>> begin MATERIAL TO PROCESS

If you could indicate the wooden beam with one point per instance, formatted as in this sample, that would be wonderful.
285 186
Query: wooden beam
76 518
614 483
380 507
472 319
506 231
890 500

>> end MATERIAL TO PROCESS

EXERCISE DIRECTIONS: Can you quote all of the records above word for word, keeping every line as it stands?

EXERCISE SOLUTION:
If you could indicate the wooden beam with one point per instance, formatted as in this sample, that would be wonderful.
285 186
Query: wooden beam
76 518
614 483
380 507
472 319
506 231
890 500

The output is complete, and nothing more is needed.